··· RAW DATA ···
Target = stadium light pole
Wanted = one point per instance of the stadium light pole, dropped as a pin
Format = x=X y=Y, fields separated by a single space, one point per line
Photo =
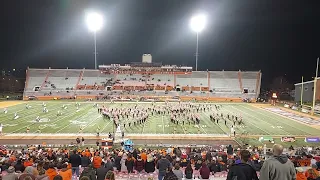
x=315 y=88
x=94 y=22
x=197 y=24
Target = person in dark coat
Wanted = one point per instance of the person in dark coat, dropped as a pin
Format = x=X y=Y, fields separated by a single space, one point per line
x=117 y=161
x=139 y=164
x=89 y=172
x=101 y=172
x=188 y=171
x=85 y=161
x=170 y=175
x=242 y=170
x=204 y=171
x=214 y=167
x=150 y=164
x=129 y=163
x=75 y=161
x=19 y=166
x=108 y=165
x=198 y=164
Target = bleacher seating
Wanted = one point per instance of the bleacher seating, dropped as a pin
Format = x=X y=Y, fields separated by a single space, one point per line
x=69 y=82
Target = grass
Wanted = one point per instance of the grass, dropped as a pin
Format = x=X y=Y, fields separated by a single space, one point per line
x=257 y=121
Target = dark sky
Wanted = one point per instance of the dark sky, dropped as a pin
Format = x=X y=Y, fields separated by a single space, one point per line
x=279 y=37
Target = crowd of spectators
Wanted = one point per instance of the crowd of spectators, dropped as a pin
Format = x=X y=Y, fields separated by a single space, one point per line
x=169 y=164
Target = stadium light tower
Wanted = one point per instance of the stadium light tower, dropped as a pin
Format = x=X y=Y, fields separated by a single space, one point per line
x=197 y=24
x=94 y=22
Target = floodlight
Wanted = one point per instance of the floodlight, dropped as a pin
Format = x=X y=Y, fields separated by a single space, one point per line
x=198 y=23
x=94 y=21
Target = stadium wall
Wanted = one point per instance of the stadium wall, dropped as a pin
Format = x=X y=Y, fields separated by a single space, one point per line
x=47 y=84
x=308 y=88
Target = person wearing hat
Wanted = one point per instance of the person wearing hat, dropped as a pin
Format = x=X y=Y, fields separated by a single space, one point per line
x=42 y=175
x=312 y=173
x=300 y=174
x=30 y=172
x=150 y=164
x=11 y=174
x=117 y=161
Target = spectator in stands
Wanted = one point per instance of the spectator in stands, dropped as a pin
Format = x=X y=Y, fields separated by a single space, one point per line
x=51 y=172
x=97 y=160
x=108 y=165
x=170 y=175
x=85 y=161
x=42 y=174
x=75 y=161
x=139 y=164
x=65 y=173
x=130 y=163
x=198 y=164
x=30 y=172
x=188 y=171
x=162 y=165
x=19 y=167
x=102 y=172
x=300 y=174
x=312 y=173
x=214 y=167
x=117 y=161
x=177 y=171
x=110 y=176
x=204 y=171
x=89 y=172
x=150 y=165
x=57 y=177
x=11 y=174
x=123 y=162
x=277 y=166
x=242 y=170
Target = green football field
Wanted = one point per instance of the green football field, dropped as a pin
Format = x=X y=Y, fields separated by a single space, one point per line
x=257 y=121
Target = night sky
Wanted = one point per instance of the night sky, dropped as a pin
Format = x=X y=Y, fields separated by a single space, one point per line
x=278 y=37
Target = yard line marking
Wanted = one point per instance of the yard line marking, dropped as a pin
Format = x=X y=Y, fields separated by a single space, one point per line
x=144 y=124
x=35 y=123
x=23 y=116
x=205 y=114
x=106 y=125
x=277 y=120
x=162 y=124
x=84 y=126
x=203 y=129
x=57 y=120
x=250 y=122
x=264 y=121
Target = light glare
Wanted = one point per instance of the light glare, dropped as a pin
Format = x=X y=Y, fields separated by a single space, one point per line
x=94 y=21
x=198 y=23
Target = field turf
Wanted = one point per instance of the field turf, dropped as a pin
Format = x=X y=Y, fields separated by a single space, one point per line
x=257 y=121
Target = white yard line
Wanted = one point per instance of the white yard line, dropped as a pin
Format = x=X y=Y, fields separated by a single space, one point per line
x=261 y=120
x=215 y=124
x=106 y=125
x=203 y=129
x=32 y=124
x=162 y=124
x=30 y=112
x=280 y=116
x=83 y=127
x=249 y=122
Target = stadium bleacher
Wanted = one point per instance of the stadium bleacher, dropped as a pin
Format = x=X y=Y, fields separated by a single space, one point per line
x=80 y=82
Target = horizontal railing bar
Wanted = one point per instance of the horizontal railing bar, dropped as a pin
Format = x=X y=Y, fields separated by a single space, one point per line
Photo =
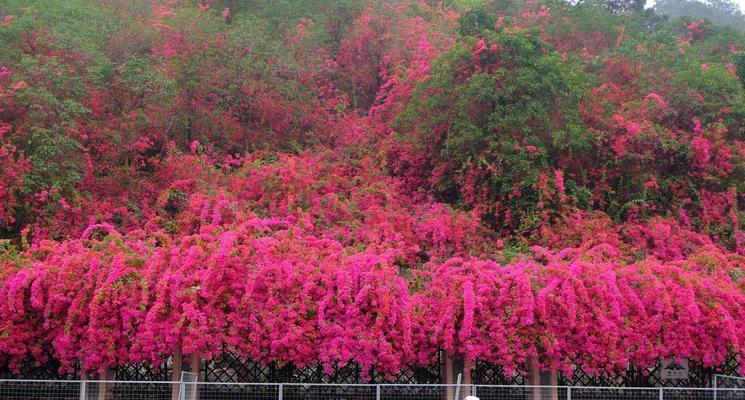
x=373 y=385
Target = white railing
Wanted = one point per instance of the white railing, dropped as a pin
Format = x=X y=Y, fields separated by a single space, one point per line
x=18 y=389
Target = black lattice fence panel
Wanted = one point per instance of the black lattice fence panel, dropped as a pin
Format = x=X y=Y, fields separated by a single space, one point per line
x=237 y=392
x=328 y=392
x=35 y=390
x=231 y=368
x=484 y=373
x=698 y=376
x=430 y=374
x=31 y=369
x=144 y=372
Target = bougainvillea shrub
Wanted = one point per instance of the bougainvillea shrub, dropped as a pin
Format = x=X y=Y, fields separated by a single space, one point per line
x=351 y=181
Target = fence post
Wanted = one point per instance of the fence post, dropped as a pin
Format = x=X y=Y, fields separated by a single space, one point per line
x=82 y=389
x=177 y=360
x=105 y=376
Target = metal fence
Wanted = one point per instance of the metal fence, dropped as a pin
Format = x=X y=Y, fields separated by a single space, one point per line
x=129 y=390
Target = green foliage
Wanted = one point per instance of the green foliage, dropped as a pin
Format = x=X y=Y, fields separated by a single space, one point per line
x=740 y=66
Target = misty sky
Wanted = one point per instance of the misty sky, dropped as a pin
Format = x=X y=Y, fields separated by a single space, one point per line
x=650 y=3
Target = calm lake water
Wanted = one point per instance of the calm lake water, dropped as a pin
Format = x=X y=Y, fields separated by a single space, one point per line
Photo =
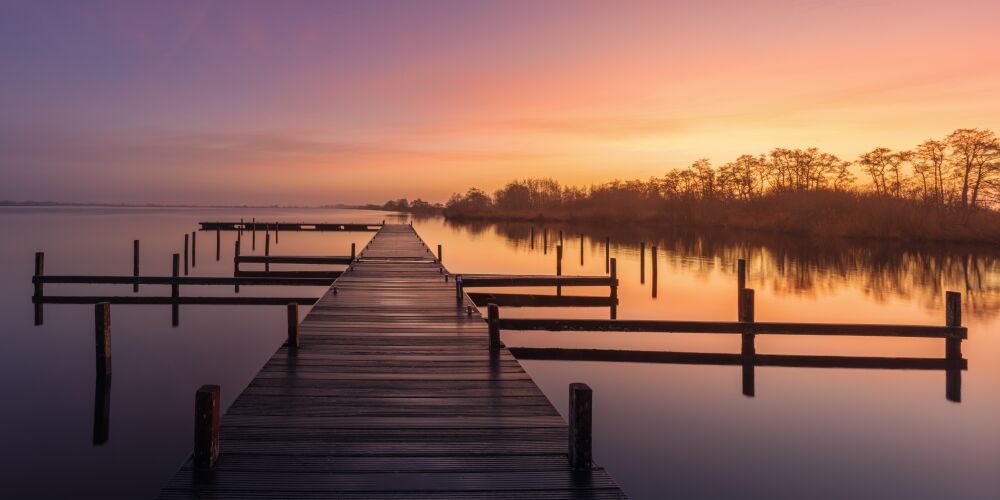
x=661 y=430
···
EXERCISE TASK:
Copy all of the items above word for word, but leave the pictures out of your copy.

EXERCISE RESPONSE:
Target = stadium light pole
Wanted = one point per instance of the stadium light pole, dropped as a pin
Format = x=X y=Y, fields separated by a single space, one point per line
Photo =
x=315 y=88
x=94 y=22
x=197 y=24
Target = person in dark coat
Wanted = one point per instance of the person in dark coat, dropped as a pin
Format = x=X y=Y, fields separated by a single space, one point per line
x=117 y=161
x=139 y=164
x=89 y=172
x=101 y=172
x=188 y=171
x=85 y=161
x=170 y=175
x=242 y=170
x=204 y=171
x=214 y=167
x=150 y=164
x=129 y=163
x=75 y=161
x=19 y=166
x=108 y=165
x=198 y=164
Target = bleacher seating
Wanted = one point per instance of the bleacher seating, dropped as a pin
Format = x=X y=Y, fields separated by a single space, one point per line
x=69 y=82
Target = grass
Wanted = one point per instance of the grass, dropped as a pin
Format = x=X y=Y, fields separated by a single space, one point per line
x=257 y=121
Target = dark sky
Wanted = one point per instance of the dark sky, dropped as a pin
Format = x=X y=Y, fields separated by a single space, one point per line
x=279 y=37
Target = crowd of spectators
Wanted = one point per instance of the crowd of spectators, dropped as a pin
Format = x=X y=Y, fields separated by a single space, one point per line
x=169 y=164
Target = stadium light tower
Wanted = one point per instance of the stadium light tower, dropped as a pin
Format = x=X y=Y, fields separated by a single space, one point per line
x=197 y=24
x=94 y=22
Target = floodlight
Wanted = one point per instance of the floodlight, dropped as a pin
Format = x=X y=Y, fields separated by a single space, one point per line
x=198 y=23
x=94 y=21
Target = stadium wall
Wanted = one point per instance of the stadium wall, dropped as a pin
Format = x=X y=Y, fields separated by a single space, one point per line
x=47 y=84
x=308 y=88
Target = person wearing hat
Wanted = one point per instance of the person wearing hat, dropped as a pin
Format = x=X y=Y, fields separated by a single space, one point per line
x=42 y=175
x=312 y=173
x=300 y=174
x=30 y=172
x=150 y=164
x=11 y=174
x=117 y=161
Target = spectator in stands
Wanted = one point per instance of the spectator in stands, dropped as a pin
Format = x=X y=Y, fields separated by a single space, one point per line
x=51 y=172
x=97 y=160
x=108 y=165
x=170 y=175
x=85 y=161
x=42 y=174
x=75 y=161
x=139 y=164
x=65 y=173
x=130 y=163
x=198 y=164
x=30 y=172
x=188 y=171
x=162 y=165
x=19 y=167
x=102 y=172
x=300 y=174
x=312 y=173
x=214 y=167
x=117 y=161
x=177 y=171
x=110 y=176
x=204 y=171
x=89 y=172
x=150 y=165
x=57 y=177
x=11 y=174
x=123 y=162
x=277 y=166
x=242 y=170
Target = green football field
Wanted = one point per instance of the green football field, dropped as a pin
Format = x=X y=Y, fields separated by a single space, one point per line
x=257 y=121
Target = night sky
Wanted = one point per instance of the night sky, dropped as a pin
Format = x=X y=Y, fields separated by a single space, one point per line
x=278 y=37
Target = yard line marking
Wanted = one point per instance of the yard line marking, dropped as a pin
Format = x=X y=Y, fields separated by a single space, one point per line
x=144 y=124
x=35 y=123
x=23 y=116
x=205 y=114
x=106 y=125
x=277 y=120
x=162 y=124
x=84 y=126
x=203 y=129
x=57 y=120
x=250 y=122
x=264 y=121
Target = light glare
Wanted = one point per instance of the light glare, dropped as a pin
Format = x=X y=Y, fields separated by a single space, one point per line
x=94 y=21
x=198 y=23
Target = field turf
Wanted = one point per instance of the field turf, dropped as a pin
Format = x=X y=Y, fields separated by a single space, one point per line
x=257 y=121
Target = white yard line
Wanted = one point per instance of the white yard line, dropped as a pin
Format = x=X y=Y, fields separated by a single space, one point per line
x=261 y=120
x=215 y=124
x=106 y=125
x=203 y=129
x=32 y=124
x=162 y=124
x=30 y=112
x=280 y=116
x=83 y=127
x=249 y=122
Target = stadium bleacher
Wanted = one point per instance of the stadium bleacher, dropped as a pin
Format = x=X y=Y, fields separated by a single space, one point per line
x=80 y=82
Target = horizontal railing bar
Wanted = one point per instance of the horizontal railing bar, dropped as a pin
Format = x=X y=Y, fields separated by a single space, one point per line
Photo =
x=373 y=385
Target = white railing
Wanted = one point per instance of the white railing, dropped as a pin
Format = x=X y=Y, fields separated by a single space, one point per line
x=18 y=389
Target = black lattice fence panel
Wanted = one point per instance of the black lattice fence panel, dropped as a pin
Format = x=X y=Y, fields separated by a single space, one point per line
x=237 y=392
x=328 y=392
x=35 y=390
x=231 y=368
x=484 y=373
x=698 y=376
x=430 y=374
x=31 y=369
x=144 y=372
Target = bougainvillea shrub
Wanted = one point per instance of the bougainvillea shrub, dropped as a pin
Format = x=X y=Y, fields separated by a single space, one point per line
x=351 y=181
Target = fence post
Wanted = one point per instance of the fence post, dropped as a pin
Format = x=X y=Y, fields separated by a single space, one point per line
x=82 y=389
x=177 y=360
x=105 y=376
Target = metal fence
Wanted = one point per instance of the metal fence, dropped as a pin
Format = x=X y=Y, fields separated by a single space, one point per line
x=129 y=390
Target = green foliage
Wanted = one point per instance of the green foliage, dropped as a pin
Format = x=X y=Y, fields separated by a single space, one point per line
x=740 y=66
Target = misty sky
Wanted = one point per instance of the misty sky, dropped as a pin
Format = x=X y=Y, fields separated by a single space, one point per line
x=650 y=3
Target = calm lake water
Wanted = one point per instance of the calm lake water, dropped as a pin
Format = x=X y=Y, fields separated by a single space, one point per line
Photo =
x=661 y=430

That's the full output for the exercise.